■ WHAT THE TASK REQUIRES
For each record that follows, write out an identical copy.

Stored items
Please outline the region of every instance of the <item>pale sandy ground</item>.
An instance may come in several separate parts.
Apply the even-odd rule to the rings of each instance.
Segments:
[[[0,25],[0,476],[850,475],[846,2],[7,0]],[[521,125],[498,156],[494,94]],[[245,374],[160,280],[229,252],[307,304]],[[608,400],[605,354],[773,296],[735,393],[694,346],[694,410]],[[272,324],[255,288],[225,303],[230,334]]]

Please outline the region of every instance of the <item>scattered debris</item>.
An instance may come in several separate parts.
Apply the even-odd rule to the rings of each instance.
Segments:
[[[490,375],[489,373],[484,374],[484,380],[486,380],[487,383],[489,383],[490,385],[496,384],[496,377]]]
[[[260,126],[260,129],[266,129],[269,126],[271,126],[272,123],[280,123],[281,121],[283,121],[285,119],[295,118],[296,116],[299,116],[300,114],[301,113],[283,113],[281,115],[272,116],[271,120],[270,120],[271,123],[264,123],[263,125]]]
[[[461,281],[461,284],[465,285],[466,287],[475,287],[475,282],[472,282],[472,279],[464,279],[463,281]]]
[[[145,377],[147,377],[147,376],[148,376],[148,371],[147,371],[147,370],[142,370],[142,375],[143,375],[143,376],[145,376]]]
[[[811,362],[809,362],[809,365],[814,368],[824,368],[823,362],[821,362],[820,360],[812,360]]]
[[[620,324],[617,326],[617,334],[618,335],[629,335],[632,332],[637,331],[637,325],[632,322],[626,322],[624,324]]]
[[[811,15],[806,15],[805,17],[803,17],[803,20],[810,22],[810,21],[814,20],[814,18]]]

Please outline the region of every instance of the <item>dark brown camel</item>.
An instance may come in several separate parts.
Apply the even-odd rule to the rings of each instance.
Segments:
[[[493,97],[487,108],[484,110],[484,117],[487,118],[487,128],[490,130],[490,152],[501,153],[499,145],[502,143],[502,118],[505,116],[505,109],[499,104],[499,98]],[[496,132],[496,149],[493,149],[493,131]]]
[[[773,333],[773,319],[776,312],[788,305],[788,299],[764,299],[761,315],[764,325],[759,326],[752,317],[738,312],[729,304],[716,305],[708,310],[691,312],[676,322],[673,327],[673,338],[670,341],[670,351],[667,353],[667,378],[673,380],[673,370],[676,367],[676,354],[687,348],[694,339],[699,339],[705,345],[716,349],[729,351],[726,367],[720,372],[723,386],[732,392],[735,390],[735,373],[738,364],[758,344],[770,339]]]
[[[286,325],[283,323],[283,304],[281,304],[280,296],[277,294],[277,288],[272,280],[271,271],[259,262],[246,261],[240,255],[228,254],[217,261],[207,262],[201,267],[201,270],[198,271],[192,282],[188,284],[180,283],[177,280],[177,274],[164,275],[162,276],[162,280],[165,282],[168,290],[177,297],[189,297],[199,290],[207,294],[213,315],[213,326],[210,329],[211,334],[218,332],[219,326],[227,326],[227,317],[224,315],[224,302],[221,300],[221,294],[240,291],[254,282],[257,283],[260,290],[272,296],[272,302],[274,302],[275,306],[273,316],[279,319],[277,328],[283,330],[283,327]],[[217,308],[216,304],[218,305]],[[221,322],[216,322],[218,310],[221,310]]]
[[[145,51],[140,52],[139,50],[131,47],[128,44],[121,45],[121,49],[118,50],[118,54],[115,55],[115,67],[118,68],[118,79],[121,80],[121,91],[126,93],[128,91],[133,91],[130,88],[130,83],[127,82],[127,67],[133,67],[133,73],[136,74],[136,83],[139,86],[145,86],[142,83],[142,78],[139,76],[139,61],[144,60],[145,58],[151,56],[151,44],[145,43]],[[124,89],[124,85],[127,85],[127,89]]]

■ OUTPUT OF THE TASK
Please outline the region of every instance of the <item>pale sandy ground</item>.
An instance may come in several separate parts.
Apply the even-odd rule to the rings of each instance.
Segments:
[[[0,25],[0,476],[850,475],[846,2],[7,0]],[[521,125],[498,156],[494,94]],[[245,374],[160,280],[229,252],[307,304]],[[608,400],[605,354],[773,296],[735,393],[694,346],[694,410]],[[272,324],[255,288],[225,303],[230,334]]]

Please outline the region of every instance of the <item>scattered debris</item>.
An instance may come in several separate parts.
Apply the even-odd rule to the rings of each instance.
Segments:
[[[490,375],[489,373],[484,374],[484,380],[486,380],[487,383],[489,383],[490,385],[496,384],[496,377]]]
[[[260,126],[260,129],[266,129],[269,126],[271,126],[272,123],[280,123],[281,121],[283,121],[285,119],[295,118],[296,116],[299,116],[300,114],[301,113],[283,113],[281,115],[272,116],[271,120],[270,120],[271,123],[264,123],[263,125]]]
[[[461,281],[461,284],[465,285],[466,287],[475,287],[475,282],[472,282],[472,279],[464,279],[463,281]]]
[[[145,377],[147,377],[147,376],[148,376],[148,371],[147,371],[147,370],[142,370],[142,375],[143,375],[143,376],[145,376]]]
[[[811,362],[809,362],[809,365],[814,368],[824,368],[823,362],[821,362],[820,360],[812,360]]]
[[[620,324],[617,326],[617,334],[618,335],[629,335],[632,332],[637,331],[637,325],[632,322],[626,322],[624,324]]]
[[[811,15],[806,15],[805,17],[803,17],[803,20],[810,22],[810,21],[814,20],[814,18]]]

Please outline the region of every instance of the <item>dark brown camel</item>.
An instance may come in several separate parts.
Apply the even-odd rule to the rings of each instance.
Segments:
[[[493,97],[487,108],[484,110],[484,117],[487,118],[487,128],[490,130],[490,152],[501,153],[499,145],[502,143],[502,118],[505,116],[505,109],[499,104],[499,98]],[[496,132],[496,149],[493,149],[493,131]]]
[[[773,333],[773,319],[776,312],[788,305],[788,299],[764,299],[761,315],[764,325],[759,326],[752,317],[738,312],[729,304],[716,305],[708,310],[691,312],[676,322],[673,327],[673,338],[670,341],[670,351],[667,353],[667,378],[673,380],[673,370],[676,367],[676,354],[687,348],[694,339],[699,339],[705,345],[716,349],[729,351],[726,367],[720,372],[723,386],[732,392],[735,390],[735,373],[738,364],[758,344],[770,339]]]
[[[286,325],[283,323],[283,304],[281,304],[280,296],[277,294],[277,288],[272,280],[271,271],[259,262],[246,261],[240,255],[228,254],[217,261],[207,262],[201,267],[201,270],[198,271],[192,282],[188,284],[180,283],[177,280],[177,274],[164,275],[162,276],[162,280],[165,282],[168,290],[177,297],[189,297],[199,290],[207,294],[213,315],[213,326],[210,329],[211,334],[218,332],[219,326],[227,326],[227,317],[224,315],[224,302],[221,300],[221,294],[240,291],[254,282],[257,283],[260,290],[272,296],[272,302],[274,302],[275,306],[273,316],[279,319],[277,328],[283,330],[283,327]],[[217,308],[216,304],[218,305]],[[221,322],[216,322],[218,310],[221,310]]]
[[[145,51],[140,52],[139,50],[131,47],[128,44],[121,45],[121,49],[118,50],[118,54],[115,55],[115,67],[118,68],[118,79],[121,80],[121,91],[126,93],[128,91],[133,91],[130,88],[130,83],[127,82],[127,67],[133,67],[133,73],[136,74],[136,83],[139,86],[145,86],[142,83],[142,78],[139,76],[139,61],[144,60],[145,58],[151,56],[151,44],[145,43]],[[124,89],[124,85],[127,85],[127,89]]]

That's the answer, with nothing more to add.